#### [TASK REQUIREMENTS]
Could you reproduce the records from the line with "blue cardboard box." through the end of the records, including that first line and every request, and shift each coordinate in the answers by -30? Leave the pictures out.

============

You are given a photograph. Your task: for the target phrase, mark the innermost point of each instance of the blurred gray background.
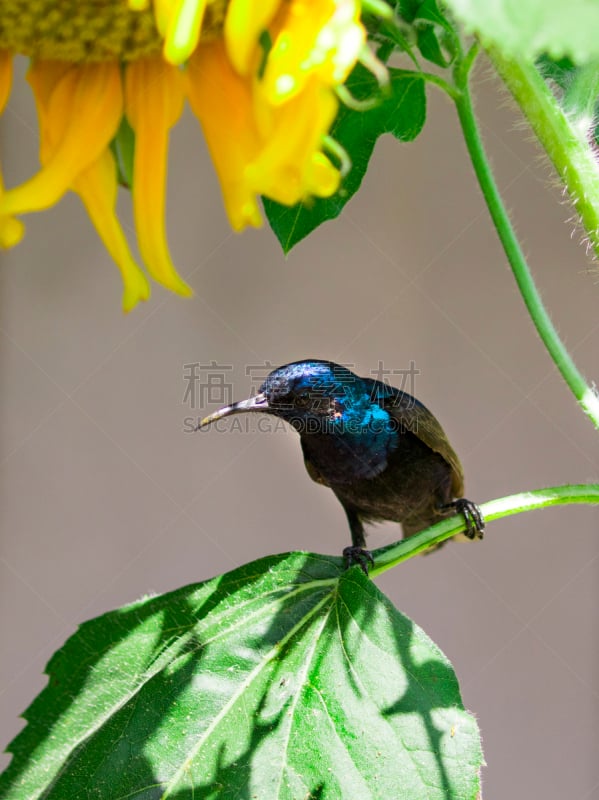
(105, 497)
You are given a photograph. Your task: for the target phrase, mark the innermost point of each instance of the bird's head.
(314, 396)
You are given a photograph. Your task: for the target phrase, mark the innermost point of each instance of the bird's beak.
(257, 403)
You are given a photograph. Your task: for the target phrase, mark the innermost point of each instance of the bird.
(379, 449)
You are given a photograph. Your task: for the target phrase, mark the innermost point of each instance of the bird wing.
(414, 416)
(311, 469)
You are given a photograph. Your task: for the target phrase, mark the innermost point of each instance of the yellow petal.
(97, 186)
(244, 23)
(183, 30)
(320, 40)
(5, 77)
(222, 102)
(153, 104)
(11, 230)
(291, 166)
(82, 116)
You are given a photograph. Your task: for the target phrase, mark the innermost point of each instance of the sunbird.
(380, 450)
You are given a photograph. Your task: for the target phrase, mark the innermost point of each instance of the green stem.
(586, 396)
(565, 137)
(392, 555)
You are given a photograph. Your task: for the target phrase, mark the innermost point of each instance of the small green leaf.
(123, 149)
(287, 678)
(402, 113)
(527, 28)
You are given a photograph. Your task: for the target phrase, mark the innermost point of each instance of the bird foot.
(357, 555)
(475, 522)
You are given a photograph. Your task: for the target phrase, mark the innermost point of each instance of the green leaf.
(528, 28)
(287, 678)
(123, 149)
(401, 113)
(576, 89)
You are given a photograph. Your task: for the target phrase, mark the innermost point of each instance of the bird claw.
(475, 522)
(357, 555)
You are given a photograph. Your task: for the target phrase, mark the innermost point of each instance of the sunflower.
(111, 76)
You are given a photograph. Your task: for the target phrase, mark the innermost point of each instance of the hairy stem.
(565, 137)
(392, 555)
(586, 396)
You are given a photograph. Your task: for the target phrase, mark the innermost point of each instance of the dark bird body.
(379, 449)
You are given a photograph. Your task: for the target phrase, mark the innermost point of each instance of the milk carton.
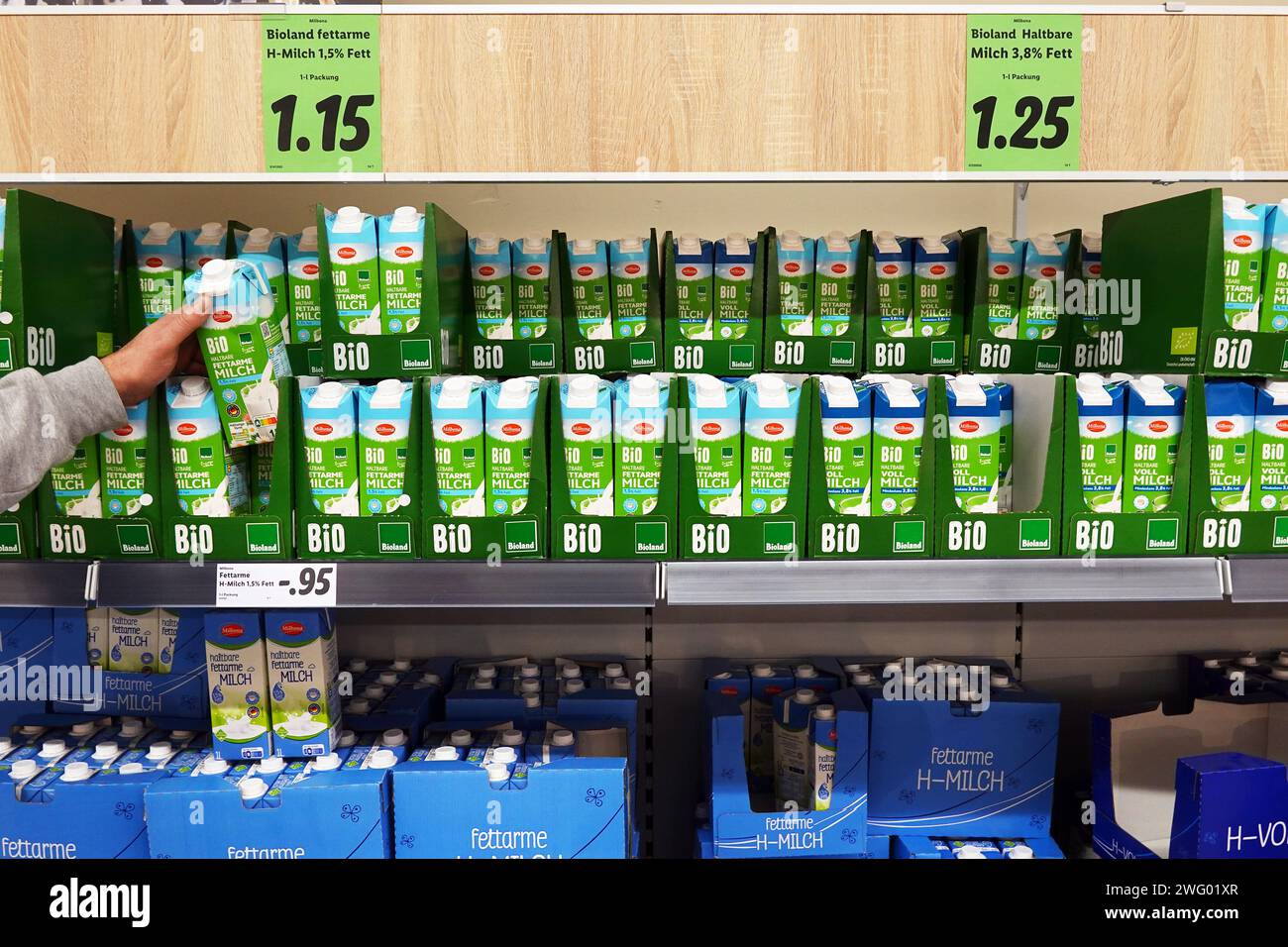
(1244, 234)
(1154, 414)
(769, 440)
(493, 287)
(836, 265)
(898, 423)
(715, 418)
(846, 411)
(123, 464)
(588, 264)
(201, 245)
(932, 275)
(303, 286)
(237, 677)
(531, 268)
(1232, 408)
(797, 282)
(303, 676)
(587, 405)
(629, 262)
(695, 262)
(1102, 412)
(133, 639)
(355, 270)
(1269, 464)
(1005, 268)
(1039, 308)
(1274, 303)
(400, 237)
(734, 274)
(893, 270)
(1090, 274)
(266, 252)
(329, 421)
(459, 451)
(77, 482)
(244, 348)
(974, 431)
(207, 479)
(509, 414)
(639, 434)
(384, 427)
(159, 252)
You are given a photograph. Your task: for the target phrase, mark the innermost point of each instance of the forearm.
(44, 416)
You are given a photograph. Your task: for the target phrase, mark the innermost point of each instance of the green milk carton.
(1102, 412)
(493, 287)
(587, 403)
(715, 431)
(974, 436)
(846, 411)
(768, 442)
(734, 273)
(893, 269)
(695, 262)
(159, 250)
(402, 266)
(898, 424)
(509, 414)
(384, 425)
(123, 464)
(355, 270)
(629, 261)
(1154, 414)
(459, 450)
(1232, 410)
(797, 282)
(1244, 234)
(1270, 449)
(588, 264)
(329, 421)
(836, 268)
(639, 434)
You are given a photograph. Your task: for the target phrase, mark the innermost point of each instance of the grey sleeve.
(44, 416)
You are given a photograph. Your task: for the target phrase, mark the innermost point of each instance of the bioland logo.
(938, 681)
(78, 684)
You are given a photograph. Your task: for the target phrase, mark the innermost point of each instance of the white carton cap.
(76, 772)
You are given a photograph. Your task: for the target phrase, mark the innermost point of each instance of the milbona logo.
(945, 682)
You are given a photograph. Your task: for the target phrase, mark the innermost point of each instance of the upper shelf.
(751, 94)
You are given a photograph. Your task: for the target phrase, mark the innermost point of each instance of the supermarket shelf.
(1257, 578)
(943, 581)
(407, 585)
(44, 583)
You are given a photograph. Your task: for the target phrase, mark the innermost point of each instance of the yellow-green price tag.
(1022, 93)
(321, 85)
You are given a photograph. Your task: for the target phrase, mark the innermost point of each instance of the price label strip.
(320, 76)
(275, 585)
(1022, 93)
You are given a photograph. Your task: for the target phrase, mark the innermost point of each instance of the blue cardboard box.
(180, 693)
(1203, 784)
(951, 768)
(334, 814)
(26, 646)
(739, 831)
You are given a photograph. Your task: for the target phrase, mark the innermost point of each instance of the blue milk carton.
(402, 268)
(237, 673)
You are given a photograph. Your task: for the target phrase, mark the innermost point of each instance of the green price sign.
(321, 85)
(1022, 93)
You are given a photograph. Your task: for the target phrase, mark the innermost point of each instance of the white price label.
(275, 585)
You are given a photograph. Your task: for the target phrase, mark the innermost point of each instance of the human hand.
(165, 348)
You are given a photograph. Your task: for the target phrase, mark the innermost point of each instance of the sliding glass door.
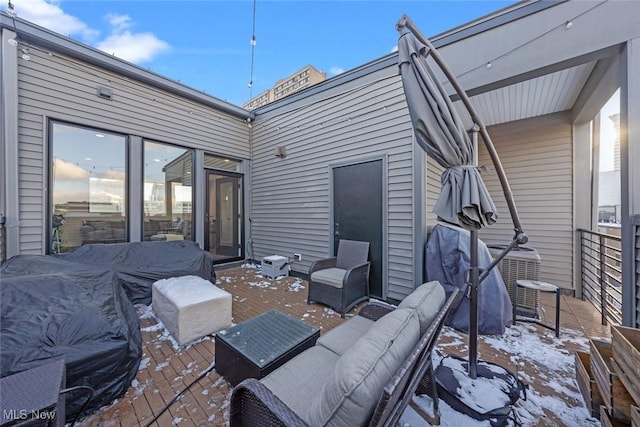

============

#### [OUTPUT BELOW]
You are given a photograph. Your task: for the target phrase, mark the innermost point of each instance of the blue cardboard box.
(150, 663)
(1173, 754)
(921, 738)
(304, 784)
(-4, 616)
(709, 801)
You are given a photograph. Your task: for the target phrase, mark the innermost point of each instance of the blue milk carton.
(372, 238)
(207, 643)
You are given a photograph. Your task: for the target phrase, mark the innermost point of each instance of the green price sign.
(291, 55)
(992, 63)
You are given a photograph. Your task: for the target phrase, mark the innermost point of each instance of the white price label.
(245, 555)
You are given a photograph. Your task: for the target phrase, mark the innermost point of each instance of the human hand.
(135, 318)
You are given a photograph. Your task: for the target phrase, mark the innermost point of each instance of the sliding glass door.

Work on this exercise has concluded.